*TASK 1*:
According to the article on Georgia's health insurance marketplace law, who signed the bill?
*TASK 2*:
Continue the article on Georgia taking over its health insurance marketplace, starting after its final sentence.

*EXTRACTED TEXT*:

=== Begin Enclosure ===

The state government will be operating the exchange on its own for the first time.
Governor Brian Kemp (R) has signed a bill into law that will have the Georgia state government taking over its own health insurance marketplace for individual coverage for the first time.
Among the reasons the governor signed the bill is to boost competition and give consumers options.
According to Governor Kemp, who spoke at a ceremony at the state Capitol, this new law will provide state residents with a better way of “knowing and comparing their health care insurance options,” while also bringing “further competition to the field.”
“Georgians know their needs and those of their families best,” he added.
This new law is among three large shifts that have the potential to impact hundreds of thousands of Georgia residents whose health insurance coverage is subsidized through the federal and state governments.
In July, Kemp’s administration also intends to launch a partial Medicaid expansion to ensure that certain able-bodied adults below the poverty line but who are attending school or are working will still be able to have the coverage they need.
Moreover, as is the case with all states across the country, Georgia is also reviewing the Medicaid recipient eligibility for the 2.4 million people who have had coverage through that program throughout the pandemic. Throughout the first years of the COVID-19 pandemic, a law stood in place stopping the state from removing any Medicaid beneficiaries.

=== End Enclosure ===

*PROVIDED MATERIAL*:
=== Begin Enclosure ===

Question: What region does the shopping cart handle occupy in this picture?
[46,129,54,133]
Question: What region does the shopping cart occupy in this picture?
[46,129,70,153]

=== End Enclosure ===

*ANSWER SECTION 1*:
Governor Brian Kemp signed it.

*ANSWER SECTION 2*:
Kemp signed Senate Bill 65, putting it into effect and allowing the state to have its own health insurance marketplace.
As such, Senate Bill 65 has reversed a previous law stopping the state from running its own exchange. That law had been a component of a strategy to halt Georgia from taking part in the Affordable Care Act (ACA) at all. However, the federal government has been providing coverage to nearly 900,000 Georgians who have enrolled for coverage through the ACA open enrollment period via Healthcare.gov.
Many state residents whose incomes are higher than the poverty line are able to purchase policies with federal premium subsidies, so there is very little monthly cost, though co-pays can be notable. Higher income state residents can also purchase policies on the individual market as well as the federal health insurance market.